Give back the material word for word, every line included.

(Input)

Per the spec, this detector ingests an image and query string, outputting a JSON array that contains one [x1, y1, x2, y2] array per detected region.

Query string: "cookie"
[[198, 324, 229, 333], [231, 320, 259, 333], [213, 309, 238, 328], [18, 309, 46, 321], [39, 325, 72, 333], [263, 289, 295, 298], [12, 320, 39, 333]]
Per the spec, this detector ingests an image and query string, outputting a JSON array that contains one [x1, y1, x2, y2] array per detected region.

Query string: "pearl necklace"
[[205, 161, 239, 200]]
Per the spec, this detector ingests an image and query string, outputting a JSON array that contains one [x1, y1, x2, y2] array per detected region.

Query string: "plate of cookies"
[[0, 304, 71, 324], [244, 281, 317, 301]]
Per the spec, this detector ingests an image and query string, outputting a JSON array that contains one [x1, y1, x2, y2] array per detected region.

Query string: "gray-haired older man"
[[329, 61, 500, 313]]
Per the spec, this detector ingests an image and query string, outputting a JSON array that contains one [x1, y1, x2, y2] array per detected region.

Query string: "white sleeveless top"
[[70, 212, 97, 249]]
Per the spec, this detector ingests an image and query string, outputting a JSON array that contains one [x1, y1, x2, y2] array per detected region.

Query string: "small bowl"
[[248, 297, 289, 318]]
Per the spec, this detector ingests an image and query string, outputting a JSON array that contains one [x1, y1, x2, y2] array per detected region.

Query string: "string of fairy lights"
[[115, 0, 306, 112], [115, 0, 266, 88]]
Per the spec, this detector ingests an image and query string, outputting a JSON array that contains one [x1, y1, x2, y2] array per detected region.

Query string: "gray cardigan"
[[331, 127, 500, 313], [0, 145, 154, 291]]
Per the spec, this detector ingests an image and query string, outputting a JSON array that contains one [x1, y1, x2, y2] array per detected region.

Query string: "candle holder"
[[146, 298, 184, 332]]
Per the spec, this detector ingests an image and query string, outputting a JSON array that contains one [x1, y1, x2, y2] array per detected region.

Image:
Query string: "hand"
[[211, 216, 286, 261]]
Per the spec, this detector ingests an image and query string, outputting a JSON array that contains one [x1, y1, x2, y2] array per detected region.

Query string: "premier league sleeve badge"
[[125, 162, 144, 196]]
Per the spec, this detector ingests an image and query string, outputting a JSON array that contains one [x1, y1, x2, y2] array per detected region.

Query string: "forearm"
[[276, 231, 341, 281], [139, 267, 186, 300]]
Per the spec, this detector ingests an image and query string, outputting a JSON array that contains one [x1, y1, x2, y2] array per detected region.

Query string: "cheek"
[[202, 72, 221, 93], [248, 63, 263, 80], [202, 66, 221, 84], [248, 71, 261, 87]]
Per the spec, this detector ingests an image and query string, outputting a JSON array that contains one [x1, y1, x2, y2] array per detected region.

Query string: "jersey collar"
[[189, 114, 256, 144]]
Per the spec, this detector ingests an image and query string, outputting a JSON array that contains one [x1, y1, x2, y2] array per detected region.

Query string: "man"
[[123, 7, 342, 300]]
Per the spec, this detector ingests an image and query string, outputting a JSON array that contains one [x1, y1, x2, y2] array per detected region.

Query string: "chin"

(End Input)

● **Response area**:
Per the spec, this detector ingests an image and query string, outputting a JSON array that contains one [x1, y1, x2, y2] array per detected region.

Query string: "cookie"
[[198, 324, 229, 333], [231, 320, 259, 333], [213, 309, 238, 328], [18, 309, 46, 321], [39, 325, 72, 333], [263, 289, 295, 298], [12, 320, 39, 333]]
Per the spec, this detector ingests an image and query string, outputting a JSON array that contains one [x1, y1, x2, y2] array per detected region.

Query string: "pearl necklace"
[[205, 161, 239, 200]]
Per the spec, this detector ingests an image and query string, outputting a JSON array that contains one [x1, y1, x2, y2] array per detected region.

Query string: "plate of cookies"
[[0, 304, 71, 324], [244, 281, 317, 301]]
Per the spec, this detector ingests an image and query string, outputting a JSON array that contains one [x1, y1, x2, y2] array per detected region.

Query string: "gray-haired older man"
[[329, 61, 500, 313]]
Per the spec, this detector ingests an image and query string, outputting a JSON array that contains one [x1, y1, x2, y2] array per detected region.

Query string: "white sleeveless top"
[[70, 212, 97, 249]]
Per the spec, this detector ingests an image and query string, outputting a JSON array that contains one [x1, y1, x2, y2] array per detected region.

Query string: "small bowl"
[[248, 297, 289, 318]]
Per the spec, this detector ingests an image and query string, outputting a JSON array that contains one [x1, y1, x2, y2] array per detected region.

Query string: "string of fairy lights"
[[115, 0, 306, 112], [115, 0, 266, 88]]
Per the spec, this detector ingests an image and query string, outputting a JSON array that contains one [x1, y1, x2, y2] array per detected region.

Query string: "gray cardigan"
[[331, 127, 500, 313], [0, 145, 154, 291]]
Per the spec, this detector ingests an image and query string, outputting a JSON array that contains one [x1, y1, x2, y2] array per detected region.

Query string: "candle holder"
[[146, 298, 184, 332]]
Per the spec, this detector ingests an image and query string, outputting a JSON array that contains one [x1, y1, x2, y2] array per detected region.

Image:
Query string: "hand"
[[211, 216, 286, 261]]
Per the spec, this detector ingests an image and query string, outputting a JSON array that contains one [x1, y1, x2, y2] array per detected region.

Query string: "premier league sleeve badge"
[[125, 162, 144, 196]]
Per the spec, this detector ingests an image and query string, outputting a JSON array that contains one [x1, y1, x2, y2] array per detected region.

Query string: "forearm"
[[276, 231, 341, 281], [139, 267, 186, 300]]
Per the spec, this detector ingests an image and query string, outputting a JSON array that contains one [x1, y1, x2, y2] array per detected region.

Query string: "cheek"
[[202, 72, 221, 93], [248, 63, 263, 80], [202, 66, 221, 84], [248, 71, 261, 87]]
Per the spec, this detector ingests an image and query string, outputting a JSON array that contains one [x1, y1, x2, y2] array per detected region.

Query string: "jersey collar"
[[189, 114, 256, 144]]
Per the spec, this detector ingests an image and query string, outputting a JSON array that contains one [x1, y1, x2, y2] array per detected region.

Query string: "man"
[[123, 7, 342, 300]]
Per the spec, this detector ingests an image and query string, outputting a JSON array that contains one [x1, y1, x2, y2] array per detected region.

Query string: "chin"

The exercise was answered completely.